#### Aufgabenstellung:
In wie vielen Zeilen der Datensätze kommt die Zeichenfolge „tail“ vor? Zähle unter Beachtung der Groß- und Kleinschreibung und gib nur die Zahl an.

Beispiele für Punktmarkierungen
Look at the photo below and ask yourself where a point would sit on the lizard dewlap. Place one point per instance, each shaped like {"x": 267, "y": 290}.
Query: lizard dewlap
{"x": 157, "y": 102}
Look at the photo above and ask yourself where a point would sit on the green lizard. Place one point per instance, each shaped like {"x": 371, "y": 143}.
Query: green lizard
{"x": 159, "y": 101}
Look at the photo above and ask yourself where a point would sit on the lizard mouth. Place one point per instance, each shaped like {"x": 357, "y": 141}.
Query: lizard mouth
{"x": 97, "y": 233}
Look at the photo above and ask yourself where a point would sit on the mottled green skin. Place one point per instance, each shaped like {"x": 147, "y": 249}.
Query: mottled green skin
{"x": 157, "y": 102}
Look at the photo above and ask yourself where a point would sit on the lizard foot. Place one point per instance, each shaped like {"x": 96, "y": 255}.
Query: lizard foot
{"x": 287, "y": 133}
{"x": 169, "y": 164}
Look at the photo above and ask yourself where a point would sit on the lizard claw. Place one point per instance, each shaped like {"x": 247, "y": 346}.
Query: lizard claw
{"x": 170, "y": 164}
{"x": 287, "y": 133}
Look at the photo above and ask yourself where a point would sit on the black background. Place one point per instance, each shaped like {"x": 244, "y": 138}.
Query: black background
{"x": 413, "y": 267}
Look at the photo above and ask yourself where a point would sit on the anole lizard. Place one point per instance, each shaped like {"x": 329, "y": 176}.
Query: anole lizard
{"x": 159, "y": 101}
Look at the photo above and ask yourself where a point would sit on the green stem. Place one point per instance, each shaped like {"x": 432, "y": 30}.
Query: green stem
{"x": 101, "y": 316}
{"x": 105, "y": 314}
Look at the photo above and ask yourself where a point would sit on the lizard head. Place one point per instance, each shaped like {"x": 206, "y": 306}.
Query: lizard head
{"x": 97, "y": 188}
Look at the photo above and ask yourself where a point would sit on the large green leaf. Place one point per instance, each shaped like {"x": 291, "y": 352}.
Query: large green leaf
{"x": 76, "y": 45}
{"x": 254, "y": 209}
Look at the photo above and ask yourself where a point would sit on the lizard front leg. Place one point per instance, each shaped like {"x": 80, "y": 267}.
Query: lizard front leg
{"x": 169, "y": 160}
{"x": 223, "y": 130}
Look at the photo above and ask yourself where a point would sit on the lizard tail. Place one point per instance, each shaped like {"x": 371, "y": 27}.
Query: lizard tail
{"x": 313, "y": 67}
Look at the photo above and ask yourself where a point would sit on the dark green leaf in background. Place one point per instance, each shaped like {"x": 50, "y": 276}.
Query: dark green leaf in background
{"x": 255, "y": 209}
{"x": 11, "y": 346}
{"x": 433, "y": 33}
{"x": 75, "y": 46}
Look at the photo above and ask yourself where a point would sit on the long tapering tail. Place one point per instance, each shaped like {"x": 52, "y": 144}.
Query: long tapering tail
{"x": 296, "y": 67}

==

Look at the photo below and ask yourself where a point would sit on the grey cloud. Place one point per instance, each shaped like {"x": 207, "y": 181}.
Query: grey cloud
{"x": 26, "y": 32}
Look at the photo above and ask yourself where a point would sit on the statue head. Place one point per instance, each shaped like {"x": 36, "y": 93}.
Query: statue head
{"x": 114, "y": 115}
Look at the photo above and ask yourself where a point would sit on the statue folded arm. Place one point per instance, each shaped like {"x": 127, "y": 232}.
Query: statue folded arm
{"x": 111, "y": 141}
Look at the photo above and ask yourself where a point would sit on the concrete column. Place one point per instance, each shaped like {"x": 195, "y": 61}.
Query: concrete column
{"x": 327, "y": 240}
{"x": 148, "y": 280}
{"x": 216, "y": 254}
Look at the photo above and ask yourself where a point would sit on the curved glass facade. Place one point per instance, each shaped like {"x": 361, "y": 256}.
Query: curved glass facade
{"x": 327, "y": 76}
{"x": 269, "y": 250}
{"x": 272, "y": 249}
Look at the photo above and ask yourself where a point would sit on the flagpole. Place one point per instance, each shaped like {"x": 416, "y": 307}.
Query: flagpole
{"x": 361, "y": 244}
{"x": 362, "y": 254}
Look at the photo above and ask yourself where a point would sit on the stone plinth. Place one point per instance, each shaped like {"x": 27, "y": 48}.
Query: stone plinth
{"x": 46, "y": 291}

#### Lösung:
4